List of tasks:
**a)** Answer these about the Ann Taylor case excerpt, one line each:
(i) From which city was the shipping company to transport Ann Taylor's goods?
(ii) Which exclusion in the policy did the insurer cite in denying the claim?
(iii) Whom did Ann Taylor sue after the denial?
**b)** Pick up the Ann Taylor case excerpt after its last sentence and write what comes next.

Document excerpt:
***
The significance of such disclaimer language, Ann Taylor directs us, is to set and guide the certificate holder’s expectations in his or her use of the information provided on the certificate. Id. at 498. In that case, Ann Taylor entered into an agreement with a shipping company to transport its goods from Louisville, Kentucky to other warehouse facilities. Id. at 495. Pursuant to this agreement, the shipping company agreed to provide and carry motor cargo insurance that was acceptable to Ann Taylor for the shipments while they were in transit. Id. Ann Taylor requested and received a COI from the shipping company’s insurance broker which reflected that the shipping company did have motor cargo insurance for the shipments in the amount required by Ann Taylor. Id.

 

Sometime after the issuance of the COI, an Ann Taylor shipment was stolen from the shipping company’s truck while the driver was away from the vehicle. Id. When Ann Taylor made a claim with the insurer for the stolen goods, the insurer denied the claim, citing to an “unattended vehicle” exclusion in the policy. Id. Ann Taylor subsequently sued the insurance broker and the insurance agent, claiming that it justifiably relied on negligent misrepresentations set forth on the face of the COI. Id. Specifically, Ann Taylor claimed that it was materially misleading for the insurance broker and agent to fail to list the insurance policy’s exclusions on the face of the document. Id.
***
Data section:
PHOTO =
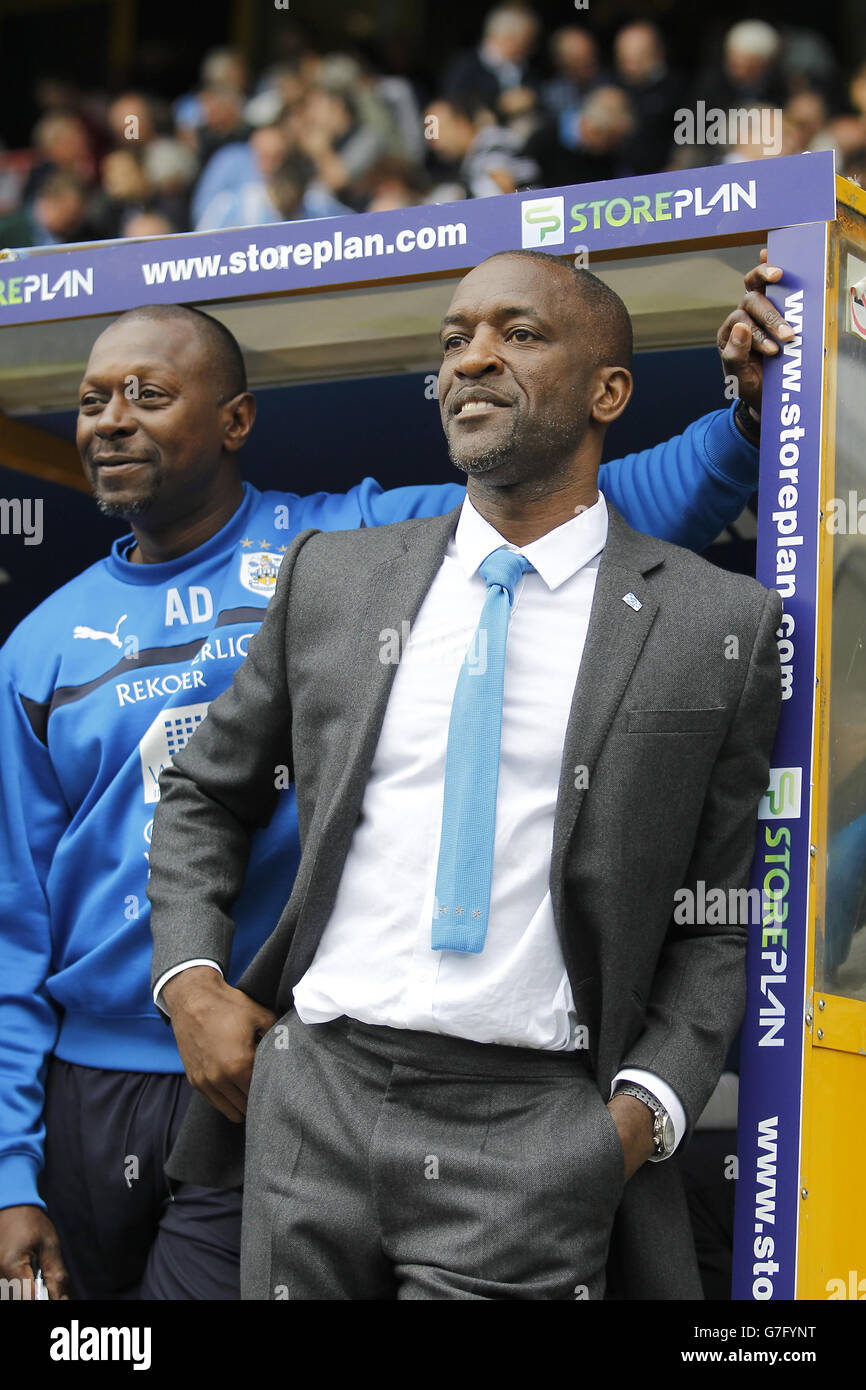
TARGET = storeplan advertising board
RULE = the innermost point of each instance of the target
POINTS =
***
Results for each task:
**a)**
(i) Louisville, Kentucky
(ii) An "unattended vehicle" exclusion
(iii) The insurance broker and the insurance agent

**b)**
 

In holding that it was not justifiable, as a matter of law, for Ann Taylor to rely upon the COI for a listing of all exclusions appearing in the policy, a panel of this Court held that “[w]e agree with the circuit court that the COI clearly set forth [through its disclaimer language] that it was not a complete recitation of the exclusions and applicable provisions of the insurance policy….” Id. at 498. This Court went on to explain that the disclaimers set forth on the COI reasonably relayed to any certificate holder that “the purpose of such certificates is more general” and that these certificates should only be relied upon to evidence “that an insurance policy has been written, and [to] set[ ] forth in general terms what the policy covers.” Id. (quoting Via Net v. TIG Ins. Co., 211 S.W.3d 310, 314 (Tex.2006)).

 

After analyzing several cases from other jurisdictions in which recoveries were permitted in cases involving affirmative misrepresentations or overstatements of coverage on a COI, the Ann Taylor Court held that “the situation of conflicting language between a COI and a policy is not presently before this Court, and we decline to rule on this issue.” Id. at 499-501. Unlike the facts set forth in Ann Taylor, Western Leasing argues that this case does present such a situation of “conflicting language” between the COI and the actual insurance policy. We agree.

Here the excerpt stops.